Work instructions
Reproduce the material from its start through the line containing "165,140 -> 218,257", substituting "prompt" for every "query" and changing nothing else. Leave the pictures out of your answer.
== Input ==
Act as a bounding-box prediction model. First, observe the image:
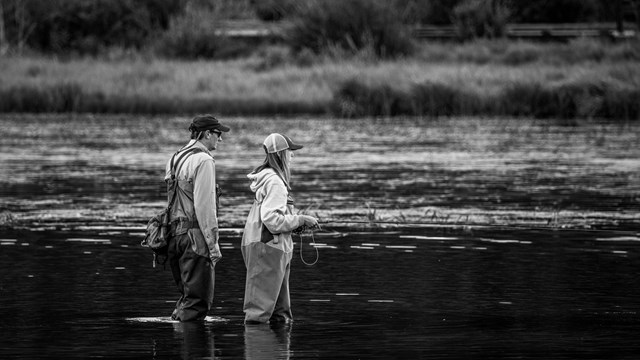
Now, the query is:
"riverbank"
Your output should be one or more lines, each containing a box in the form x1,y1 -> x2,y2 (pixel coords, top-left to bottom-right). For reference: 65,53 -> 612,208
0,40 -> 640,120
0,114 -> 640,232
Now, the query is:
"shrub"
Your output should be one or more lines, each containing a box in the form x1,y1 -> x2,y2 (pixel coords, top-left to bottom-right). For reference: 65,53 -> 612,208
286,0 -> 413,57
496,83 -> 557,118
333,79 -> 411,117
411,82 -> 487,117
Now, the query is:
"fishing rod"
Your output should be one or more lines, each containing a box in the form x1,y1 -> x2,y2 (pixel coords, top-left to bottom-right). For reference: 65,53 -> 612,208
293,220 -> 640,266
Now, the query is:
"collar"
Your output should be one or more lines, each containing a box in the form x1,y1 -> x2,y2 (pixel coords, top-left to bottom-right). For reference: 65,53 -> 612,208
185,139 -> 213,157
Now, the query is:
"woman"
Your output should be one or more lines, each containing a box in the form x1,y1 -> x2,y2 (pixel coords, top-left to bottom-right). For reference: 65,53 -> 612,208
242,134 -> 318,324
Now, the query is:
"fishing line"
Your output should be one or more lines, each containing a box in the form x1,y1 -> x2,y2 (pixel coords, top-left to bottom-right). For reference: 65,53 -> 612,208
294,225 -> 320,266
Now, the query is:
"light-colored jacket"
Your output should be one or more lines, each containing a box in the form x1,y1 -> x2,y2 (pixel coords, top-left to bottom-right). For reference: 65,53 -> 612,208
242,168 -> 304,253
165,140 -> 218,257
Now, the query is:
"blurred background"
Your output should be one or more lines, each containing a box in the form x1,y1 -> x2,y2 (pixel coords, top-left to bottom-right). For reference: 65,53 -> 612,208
===
Exercise result
Act as a bounding-box prediction model. First, observe the image:
Now, the prompt is:
"riverbank"
Your output should be one or more lines, each containing a box in the form x1,y1 -> x2,y2 (pixel coords, top-left to bottom-right). For reference: 65,53 -> 612,208
0,40 -> 640,120
0,114 -> 640,232
Now, the prompt is:
"shrub"
Your output should be one or more lines, each containing a box in the form x1,y1 -> x2,y2 (pixel coords, top-left to bottom-right). For reference: 65,53 -> 612,208
286,0 -> 413,57
496,83 -> 557,118
333,79 -> 411,117
411,82 -> 487,117
Now, the prompt is:
"fishing rod"
Your output should be one or more lines, each containing a box in the form x1,y1 -> x2,y2 (pixel coords, top-left to bottom-right). For reference: 65,53 -> 612,208
293,220 -> 640,266
Now, the prompt is:
"collar"
Your output should be one or more lines, each containing a box in the form x1,y1 -> x2,y2 (pixel coords, top-left to bottom-right). For reference: 65,53 -> 612,208
185,139 -> 213,157
Now, the prompt is:
"woman"
Your output should be one or more lines, each containing a box in the form x1,y1 -> x2,y2 (pixel coords, top-left to bottom-right). For reference: 65,53 -> 612,208
242,134 -> 318,324
Now, the prompt is:
"fishing line"
Your output should be one or more lines, each containing a box in the form x1,y1 -> x2,y2 (pixel coords, top-left to bottom-right). For reference: 65,53 -> 612,208
294,225 -> 320,266
Now, the prompt is:
"light-colored jacket"
Your output should be one or more lines, each containing a box in the form x1,y1 -> x2,y2 (pixel coords, top-left to bottom-right). For reference: 65,53 -> 612,208
242,168 -> 304,253
165,140 -> 218,257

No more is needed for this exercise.